# INSTRUCTION
Gather every line in the listing below that contains the word "vest" and copy each one in full.

# MATERIAL FOR THIS EXERCISE
----
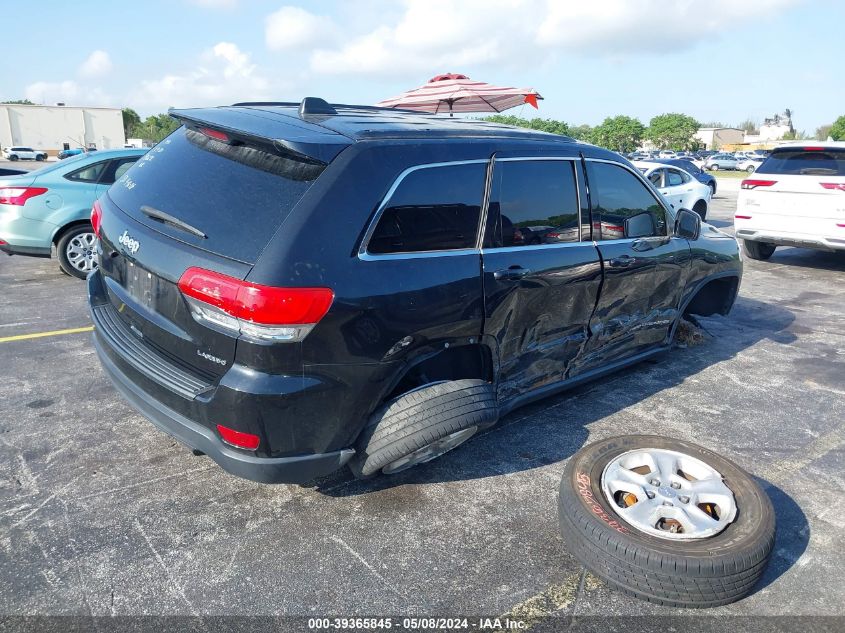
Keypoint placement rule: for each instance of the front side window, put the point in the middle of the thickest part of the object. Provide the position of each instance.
(432, 209)
(532, 202)
(623, 207)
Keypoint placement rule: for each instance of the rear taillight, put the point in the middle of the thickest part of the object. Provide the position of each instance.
(96, 217)
(752, 183)
(19, 195)
(264, 312)
(238, 438)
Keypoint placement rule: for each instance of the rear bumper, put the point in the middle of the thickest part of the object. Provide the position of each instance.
(298, 469)
(786, 238)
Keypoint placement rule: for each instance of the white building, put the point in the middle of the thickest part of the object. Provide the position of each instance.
(715, 137)
(54, 128)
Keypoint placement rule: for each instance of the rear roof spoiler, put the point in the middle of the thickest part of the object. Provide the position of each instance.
(305, 140)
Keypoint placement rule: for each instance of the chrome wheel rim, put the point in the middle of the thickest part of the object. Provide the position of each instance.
(668, 494)
(81, 252)
(430, 451)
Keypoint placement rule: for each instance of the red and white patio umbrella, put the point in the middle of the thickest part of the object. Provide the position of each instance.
(458, 93)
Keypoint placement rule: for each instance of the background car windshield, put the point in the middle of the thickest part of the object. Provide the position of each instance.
(826, 162)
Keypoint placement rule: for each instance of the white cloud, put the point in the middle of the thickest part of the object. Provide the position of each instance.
(445, 35)
(292, 27)
(52, 92)
(225, 74)
(97, 64)
(625, 27)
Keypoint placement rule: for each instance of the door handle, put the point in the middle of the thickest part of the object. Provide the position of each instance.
(513, 273)
(623, 261)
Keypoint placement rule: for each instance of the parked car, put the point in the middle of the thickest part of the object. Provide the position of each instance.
(750, 163)
(49, 208)
(680, 189)
(67, 153)
(720, 161)
(225, 314)
(796, 198)
(19, 152)
(694, 170)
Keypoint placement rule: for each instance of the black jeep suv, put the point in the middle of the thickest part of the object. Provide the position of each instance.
(289, 288)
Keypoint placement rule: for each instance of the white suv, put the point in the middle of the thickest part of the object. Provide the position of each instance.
(23, 153)
(795, 198)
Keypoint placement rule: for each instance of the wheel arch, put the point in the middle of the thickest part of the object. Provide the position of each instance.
(451, 362)
(713, 295)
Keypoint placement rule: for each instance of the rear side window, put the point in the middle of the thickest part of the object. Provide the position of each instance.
(533, 202)
(623, 207)
(797, 162)
(432, 209)
(89, 173)
(237, 195)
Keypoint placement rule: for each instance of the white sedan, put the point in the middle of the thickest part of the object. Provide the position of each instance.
(680, 189)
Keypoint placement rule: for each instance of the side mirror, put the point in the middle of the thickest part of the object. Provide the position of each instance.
(640, 225)
(687, 224)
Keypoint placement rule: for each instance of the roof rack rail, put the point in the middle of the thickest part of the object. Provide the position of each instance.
(243, 103)
(315, 105)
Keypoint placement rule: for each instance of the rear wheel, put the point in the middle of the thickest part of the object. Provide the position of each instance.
(758, 250)
(77, 251)
(423, 424)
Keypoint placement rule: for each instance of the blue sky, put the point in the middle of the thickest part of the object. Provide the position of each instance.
(723, 60)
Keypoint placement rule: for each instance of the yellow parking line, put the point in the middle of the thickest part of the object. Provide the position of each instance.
(24, 337)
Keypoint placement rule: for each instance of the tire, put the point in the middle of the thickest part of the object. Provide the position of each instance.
(73, 249)
(701, 572)
(700, 208)
(758, 250)
(443, 412)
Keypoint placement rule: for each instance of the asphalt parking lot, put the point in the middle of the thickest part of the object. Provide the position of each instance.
(103, 515)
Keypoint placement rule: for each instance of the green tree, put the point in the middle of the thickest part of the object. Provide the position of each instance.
(673, 131)
(543, 125)
(155, 127)
(131, 119)
(620, 133)
(823, 131)
(837, 130)
(582, 133)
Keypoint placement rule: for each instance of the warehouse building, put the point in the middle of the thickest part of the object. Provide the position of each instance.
(58, 127)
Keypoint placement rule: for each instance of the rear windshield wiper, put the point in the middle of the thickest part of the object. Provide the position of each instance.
(161, 216)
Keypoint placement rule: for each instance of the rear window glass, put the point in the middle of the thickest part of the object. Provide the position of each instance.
(432, 209)
(236, 195)
(798, 162)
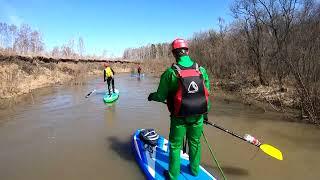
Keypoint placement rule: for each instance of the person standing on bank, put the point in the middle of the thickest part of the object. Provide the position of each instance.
(185, 85)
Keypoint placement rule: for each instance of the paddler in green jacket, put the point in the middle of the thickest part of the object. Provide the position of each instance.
(185, 87)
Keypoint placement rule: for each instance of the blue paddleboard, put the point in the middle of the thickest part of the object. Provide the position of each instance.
(155, 161)
(111, 98)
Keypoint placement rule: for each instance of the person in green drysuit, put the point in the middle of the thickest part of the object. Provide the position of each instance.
(191, 126)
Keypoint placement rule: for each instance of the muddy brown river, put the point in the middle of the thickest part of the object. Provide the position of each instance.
(57, 134)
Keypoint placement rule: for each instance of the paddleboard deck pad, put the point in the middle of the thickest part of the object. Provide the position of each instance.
(111, 98)
(154, 160)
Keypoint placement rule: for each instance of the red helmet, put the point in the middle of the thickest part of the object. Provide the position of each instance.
(179, 43)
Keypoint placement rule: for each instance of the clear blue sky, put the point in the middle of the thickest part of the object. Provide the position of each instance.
(115, 25)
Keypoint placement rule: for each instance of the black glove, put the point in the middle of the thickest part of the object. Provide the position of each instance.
(205, 119)
(150, 97)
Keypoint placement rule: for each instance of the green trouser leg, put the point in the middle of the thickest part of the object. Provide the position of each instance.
(178, 129)
(194, 133)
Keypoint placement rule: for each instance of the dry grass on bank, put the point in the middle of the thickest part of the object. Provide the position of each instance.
(19, 77)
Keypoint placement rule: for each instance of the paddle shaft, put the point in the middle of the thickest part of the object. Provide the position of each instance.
(229, 132)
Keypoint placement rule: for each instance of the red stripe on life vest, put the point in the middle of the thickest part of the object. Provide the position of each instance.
(188, 73)
(178, 100)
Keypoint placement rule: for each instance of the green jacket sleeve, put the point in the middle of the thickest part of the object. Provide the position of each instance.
(206, 83)
(167, 81)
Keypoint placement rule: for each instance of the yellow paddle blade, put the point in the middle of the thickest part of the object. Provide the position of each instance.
(271, 151)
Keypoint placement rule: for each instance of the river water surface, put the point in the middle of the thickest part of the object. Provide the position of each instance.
(58, 134)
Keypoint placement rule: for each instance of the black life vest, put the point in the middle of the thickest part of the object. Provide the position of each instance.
(191, 97)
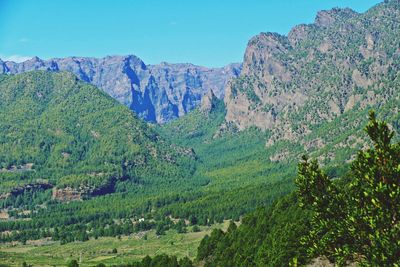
----
# TASK RESULT
Keypoint placement rule: for each instance of the red stripe on life vest, put the point in the middle of the thickest part of the object. Provide the position of each instance.
Keypoint placement rule: for each instance of the black life vest, put the point in the middle of the thickest part of the object. Provide the position of each instance.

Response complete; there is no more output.